## Activity
Return only the stretch of the material below that begins with the line containing "Target: boy's face" and ends with the line containing "Target: boy's ear", exactly; both of those lines belong to it.

## Dataset extract
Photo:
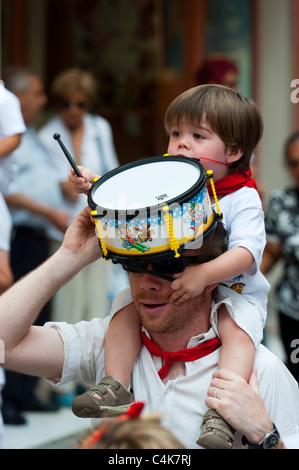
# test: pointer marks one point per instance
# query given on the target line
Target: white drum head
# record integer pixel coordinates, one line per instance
(146, 185)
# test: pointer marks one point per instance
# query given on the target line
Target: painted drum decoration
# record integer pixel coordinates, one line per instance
(151, 208)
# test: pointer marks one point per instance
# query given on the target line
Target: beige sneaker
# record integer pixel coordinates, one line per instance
(106, 400)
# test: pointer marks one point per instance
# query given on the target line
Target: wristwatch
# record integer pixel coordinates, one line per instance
(269, 441)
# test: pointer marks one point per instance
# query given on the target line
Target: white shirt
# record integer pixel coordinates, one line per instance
(182, 400)
(5, 225)
(11, 123)
(243, 217)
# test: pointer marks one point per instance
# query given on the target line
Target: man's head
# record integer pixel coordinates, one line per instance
(151, 294)
(27, 86)
(233, 118)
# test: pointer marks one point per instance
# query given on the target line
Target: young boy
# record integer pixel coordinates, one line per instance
(221, 128)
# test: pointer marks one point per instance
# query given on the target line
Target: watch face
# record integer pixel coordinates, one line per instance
(271, 441)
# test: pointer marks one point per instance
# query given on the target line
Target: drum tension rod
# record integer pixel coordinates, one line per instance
(98, 228)
(174, 245)
(209, 175)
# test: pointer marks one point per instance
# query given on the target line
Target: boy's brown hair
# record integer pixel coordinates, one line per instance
(235, 119)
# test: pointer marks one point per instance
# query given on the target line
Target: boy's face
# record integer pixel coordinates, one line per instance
(200, 142)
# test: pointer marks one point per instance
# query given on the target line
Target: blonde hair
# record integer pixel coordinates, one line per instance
(72, 81)
(235, 119)
(144, 432)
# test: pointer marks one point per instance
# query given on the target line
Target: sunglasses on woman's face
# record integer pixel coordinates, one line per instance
(77, 104)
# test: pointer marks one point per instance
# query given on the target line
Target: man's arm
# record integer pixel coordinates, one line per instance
(241, 405)
(39, 350)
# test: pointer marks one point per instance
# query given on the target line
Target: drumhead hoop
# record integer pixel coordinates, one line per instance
(147, 183)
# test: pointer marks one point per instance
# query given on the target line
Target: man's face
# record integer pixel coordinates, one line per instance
(157, 315)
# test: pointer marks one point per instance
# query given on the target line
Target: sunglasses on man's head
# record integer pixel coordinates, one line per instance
(77, 104)
(164, 266)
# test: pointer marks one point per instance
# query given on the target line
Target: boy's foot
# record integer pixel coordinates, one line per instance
(215, 433)
(107, 399)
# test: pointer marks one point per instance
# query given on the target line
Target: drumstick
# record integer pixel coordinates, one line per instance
(67, 154)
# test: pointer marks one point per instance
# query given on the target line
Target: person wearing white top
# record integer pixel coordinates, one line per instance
(12, 127)
(63, 352)
(89, 140)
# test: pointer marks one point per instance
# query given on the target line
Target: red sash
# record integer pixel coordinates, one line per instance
(184, 355)
(233, 182)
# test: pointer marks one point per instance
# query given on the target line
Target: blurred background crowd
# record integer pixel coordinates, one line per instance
(101, 73)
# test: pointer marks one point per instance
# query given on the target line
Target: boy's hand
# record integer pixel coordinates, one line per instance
(188, 284)
(82, 185)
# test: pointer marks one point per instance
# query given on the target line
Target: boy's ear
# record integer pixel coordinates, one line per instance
(234, 155)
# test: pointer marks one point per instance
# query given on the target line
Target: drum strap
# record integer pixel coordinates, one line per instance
(233, 182)
(185, 355)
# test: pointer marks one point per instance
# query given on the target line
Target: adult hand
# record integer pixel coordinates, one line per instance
(240, 404)
(80, 240)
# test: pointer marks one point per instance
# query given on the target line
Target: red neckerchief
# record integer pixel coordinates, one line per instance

## Response to the task
Target: boy's face
# record integer pixel coordinates, one line per instance
(200, 142)
# test: pointer marks one point per instance
# query given on the target line
Target: blonde hair
# record integer pixel coordinates, one line per instance
(72, 81)
(235, 119)
(144, 432)
# test: pointer marks one point per instance
# query given on the target line
Target: sunglasses on woman's face
# record integer pixel coordinates, one line per instance
(77, 104)
# test: pointer marks one point per instance
# query given on the target line
Target: man's arm
# record integer pixel coordinates, one line per instance
(241, 405)
(39, 350)
# test: pointer marks one point per instance
# query given on the target line
Target: drumhead hoop
# record integer pixel coordinates, one line per instance
(147, 183)
# test: pointer marks one point per instance
# query given on the target line
Target: man's face
# record integer pixel coordinates, one line per instance
(157, 315)
# test: pointer marks one point per instance
# query given on the target line
Target: sunglasses on man's head
# record integer pixel coordinates, one line per instance
(77, 104)
(164, 266)
# test: pointer marks one point per instance
# query given on the target line
Target: boy's foot
# record integer pixel coordinates, one line per instance
(215, 433)
(107, 399)
# test: pointer marks one point per instance
# query given on the target line
Target: drumstick
# record integer pixel coordinates, one line per instance
(67, 154)
# test: pointer marks one point per instance
# query given on the target line
Target: person wearing white top
# record integer pixel coordinates, one line per instance
(12, 127)
(63, 352)
(89, 140)
# test: pointer marks one point per instance
# query given on the target line
Target: red sash
# record integer pixel coordinates, one line per instance
(184, 355)
(233, 182)
# test: pointer marks one point per instance
# query given on the target line
Target: blurred background crowd
# record integer pixel coordinates, one line per instance
(101, 73)
# test: pointer marks one point per instance
# query given on the target line
Target: boy's hand
# record integer pixel coordinates, one line per instance
(188, 284)
(82, 185)
# test: pointer marks one point per instance
# query given on the target line
Target: boy's ear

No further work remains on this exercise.